- **Saved entries**
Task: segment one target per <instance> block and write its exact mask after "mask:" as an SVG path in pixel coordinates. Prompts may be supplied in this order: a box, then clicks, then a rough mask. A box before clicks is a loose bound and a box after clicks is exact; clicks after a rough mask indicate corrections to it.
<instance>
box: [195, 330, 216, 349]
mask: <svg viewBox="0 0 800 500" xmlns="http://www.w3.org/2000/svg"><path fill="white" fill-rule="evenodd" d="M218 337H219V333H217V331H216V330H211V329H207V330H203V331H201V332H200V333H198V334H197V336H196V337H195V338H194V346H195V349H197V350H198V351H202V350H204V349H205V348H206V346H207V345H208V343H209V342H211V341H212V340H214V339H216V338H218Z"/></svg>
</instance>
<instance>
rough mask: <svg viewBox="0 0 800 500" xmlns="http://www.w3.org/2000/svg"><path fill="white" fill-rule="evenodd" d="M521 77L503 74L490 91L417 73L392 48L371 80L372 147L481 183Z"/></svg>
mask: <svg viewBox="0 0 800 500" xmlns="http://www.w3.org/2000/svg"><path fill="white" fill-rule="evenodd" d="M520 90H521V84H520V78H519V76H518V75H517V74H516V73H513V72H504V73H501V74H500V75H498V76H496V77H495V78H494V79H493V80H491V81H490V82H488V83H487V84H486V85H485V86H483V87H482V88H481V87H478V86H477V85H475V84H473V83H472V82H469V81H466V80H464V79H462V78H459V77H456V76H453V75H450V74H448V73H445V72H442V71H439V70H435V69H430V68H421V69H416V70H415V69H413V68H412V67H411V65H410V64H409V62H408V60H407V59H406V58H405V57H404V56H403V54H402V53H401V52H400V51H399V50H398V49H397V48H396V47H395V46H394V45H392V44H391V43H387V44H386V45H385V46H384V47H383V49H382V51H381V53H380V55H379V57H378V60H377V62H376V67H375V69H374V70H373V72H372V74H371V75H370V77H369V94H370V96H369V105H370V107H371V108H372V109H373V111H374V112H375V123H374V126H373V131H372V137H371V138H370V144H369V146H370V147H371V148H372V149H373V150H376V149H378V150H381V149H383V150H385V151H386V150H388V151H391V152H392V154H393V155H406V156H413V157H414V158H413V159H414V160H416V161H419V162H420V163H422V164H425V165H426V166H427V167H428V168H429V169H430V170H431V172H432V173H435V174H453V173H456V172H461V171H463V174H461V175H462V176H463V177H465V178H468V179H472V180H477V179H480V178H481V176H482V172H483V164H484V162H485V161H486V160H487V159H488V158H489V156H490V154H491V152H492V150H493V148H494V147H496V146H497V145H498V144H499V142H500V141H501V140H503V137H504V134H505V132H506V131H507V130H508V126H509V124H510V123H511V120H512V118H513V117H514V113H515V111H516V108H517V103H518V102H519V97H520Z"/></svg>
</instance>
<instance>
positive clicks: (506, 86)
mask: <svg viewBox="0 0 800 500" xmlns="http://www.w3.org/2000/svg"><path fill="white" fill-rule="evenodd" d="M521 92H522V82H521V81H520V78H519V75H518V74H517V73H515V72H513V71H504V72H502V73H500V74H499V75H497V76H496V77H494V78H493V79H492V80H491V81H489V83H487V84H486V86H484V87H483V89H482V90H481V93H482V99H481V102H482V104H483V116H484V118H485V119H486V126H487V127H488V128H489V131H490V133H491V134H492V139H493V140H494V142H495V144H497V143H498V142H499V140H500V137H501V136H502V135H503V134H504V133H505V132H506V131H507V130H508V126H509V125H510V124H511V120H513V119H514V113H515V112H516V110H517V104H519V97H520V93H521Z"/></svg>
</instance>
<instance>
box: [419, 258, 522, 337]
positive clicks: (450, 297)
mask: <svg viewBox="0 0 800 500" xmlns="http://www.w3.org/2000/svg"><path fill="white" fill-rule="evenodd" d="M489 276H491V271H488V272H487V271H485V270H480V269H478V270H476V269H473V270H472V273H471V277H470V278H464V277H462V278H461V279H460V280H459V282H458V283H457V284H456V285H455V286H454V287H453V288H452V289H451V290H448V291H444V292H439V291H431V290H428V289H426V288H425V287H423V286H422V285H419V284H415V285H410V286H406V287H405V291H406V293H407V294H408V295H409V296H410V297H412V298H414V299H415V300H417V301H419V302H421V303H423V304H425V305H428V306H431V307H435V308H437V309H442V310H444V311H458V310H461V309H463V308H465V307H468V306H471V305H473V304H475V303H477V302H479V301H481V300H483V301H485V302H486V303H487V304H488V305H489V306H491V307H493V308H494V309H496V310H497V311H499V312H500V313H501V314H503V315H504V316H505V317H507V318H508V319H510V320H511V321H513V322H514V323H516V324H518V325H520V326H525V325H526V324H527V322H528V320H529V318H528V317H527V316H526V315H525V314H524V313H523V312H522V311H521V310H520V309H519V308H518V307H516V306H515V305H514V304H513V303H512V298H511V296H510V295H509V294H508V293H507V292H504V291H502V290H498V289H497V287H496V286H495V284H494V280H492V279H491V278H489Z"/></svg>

- **Exercise goal**
Would you give the data above again, exactly as written?

- **Solution**
Task: segment one target per <instance> block and write its exact mask after "mask:" as an SVG path in pixel coordinates. Prompts may be supplied in this order: a box, then clicks, then a rough mask. A box before clicks is a loose bound and a box after clicks is exact; clicks after a rough mask indicate corrections to it.
<instance>
box: [195, 330, 216, 349]
mask: <svg viewBox="0 0 800 500" xmlns="http://www.w3.org/2000/svg"><path fill="white" fill-rule="evenodd" d="M218 337H219V333H217V331H216V330H211V329H207V330H203V331H201V332H200V333H198V334H197V336H196V337H195V338H194V346H195V349H197V350H198V351H202V350H204V349H205V348H206V346H207V345H208V343H209V342H211V341H212V340H214V339H216V338H218Z"/></svg>
</instance>
<instance>
rough mask: <svg viewBox="0 0 800 500" xmlns="http://www.w3.org/2000/svg"><path fill="white" fill-rule="evenodd" d="M521 77L503 74L490 91L417 73L392 48L371 80L372 147L481 183Z"/></svg>
mask: <svg viewBox="0 0 800 500" xmlns="http://www.w3.org/2000/svg"><path fill="white" fill-rule="evenodd" d="M520 90H521V84H520V78H519V76H518V75H517V74H516V73H513V72H504V73H501V74H500V75H498V76H496V77H495V78H494V79H493V80H491V81H490V82H488V83H487V84H486V85H485V86H483V87H482V88H481V87H478V86H477V85H475V84H473V83H472V82H469V81H466V80H464V79H462V78H459V77H456V76H453V75H450V74H448V73H445V72H442V71H439V70H435V69H430V68H421V69H416V70H415V69H413V68H412V67H411V65H410V64H409V62H408V60H407V59H406V58H405V57H404V56H403V54H402V53H401V52H400V51H399V50H398V49H397V48H396V47H395V46H394V45H392V44H391V43H387V44H386V45H385V46H384V47H383V49H382V51H381V53H380V55H379V57H378V60H377V62H376V67H375V69H374V70H373V72H372V74H371V75H370V77H369V94H370V96H369V105H370V107H371V108H372V109H373V111H374V112H375V123H374V126H373V131H372V137H371V138H370V144H369V146H370V147H371V148H372V149H373V150H376V149H378V150H381V149H383V150H385V151H386V150H388V151H391V152H392V154H393V155H406V156H413V157H414V158H413V159H414V160H416V161H419V162H420V163H422V164H425V165H426V166H427V167H428V168H429V169H430V170H431V172H432V173H435V174H453V173H456V172H461V171H463V174H461V175H462V176H463V177H465V178H468V179H472V180H477V179H480V178H481V176H482V172H483V164H484V162H485V161H486V160H487V159H488V158H489V156H490V154H491V152H492V150H493V148H494V147H496V146H497V145H498V144H499V142H500V141H501V140H503V137H504V134H505V132H506V131H507V130H508V126H509V124H510V123H511V120H512V118H513V117H514V113H515V111H516V108H517V103H518V102H519V97H520Z"/></svg>
</instance>
<instance>
positive clicks: (506, 86)
mask: <svg viewBox="0 0 800 500" xmlns="http://www.w3.org/2000/svg"><path fill="white" fill-rule="evenodd" d="M521 92H522V82H521V81H520V78H519V75H518V74H517V73H515V72H513V71H504V72H502V73H500V74H499V75H497V76H496V77H494V78H493V79H492V80H491V81H489V83H487V84H486V86H484V87H483V89H482V90H481V93H482V99H481V102H482V104H483V116H484V118H485V119H486V126H487V127H488V128H489V131H490V133H491V134H492V139H493V140H494V142H495V144H497V143H498V142H499V140H500V137H501V136H502V135H503V134H504V133H505V132H506V131H507V130H508V126H509V125H510V124H511V120H513V119H514V113H515V112H516V110H517V104H519V97H520V93H521Z"/></svg>
</instance>
<instance>
box: [419, 258, 522, 337]
positive clicks: (450, 297)
mask: <svg viewBox="0 0 800 500" xmlns="http://www.w3.org/2000/svg"><path fill="white" fill-rule="evenodd" d="M489 276H491V271H488V272H487V271H485V270H480V269H478V270H476V269H473V270H472V273H471V277H470V278H464V277H462V278H461V279H460V280H459V282H458V283H457V284H456V285H455V286H454V287H453V288H452V289H451V290H448V291H444V292H439V291H431V290H428V289H426V288H425V287H423V286H422V285H419V284H415V285H410V286H406V287H405V291H406V293H407V294H408V295H409V296H410V297H412V298H414V299H415V300H417V301H419V302H421V303H423V304H425V305H428V306H431V307H435V308H437V309H442V310H444V311H458V310H461V309H463V308H465V307H468V306H471V305H473V304H475V303H477V302H479V301H481V300H483V301H485V302H486V303H487V304H488V305H489V306H491V307H493V308H494V309H496V310H497V311H499V312H500V313H501V314H503V315H504V316H505V317H507V318H508V319H510V320H511V321H513V322H514V323H516V324H518V325H520V326H525V325H526V324H527V322H528V320H529V318H528V317H527V316H526V315H525V314H524V313H523V312H522V311H521V310H520V309H519V308H518V307H516V306H515V305H514V304H513V303H512V298H511V296H510V295H509V294H508V293H507V292H504V291H502V290H498V289H497V287H496V286H495V284H494V280H492V279H491V278H489Z"/></svg>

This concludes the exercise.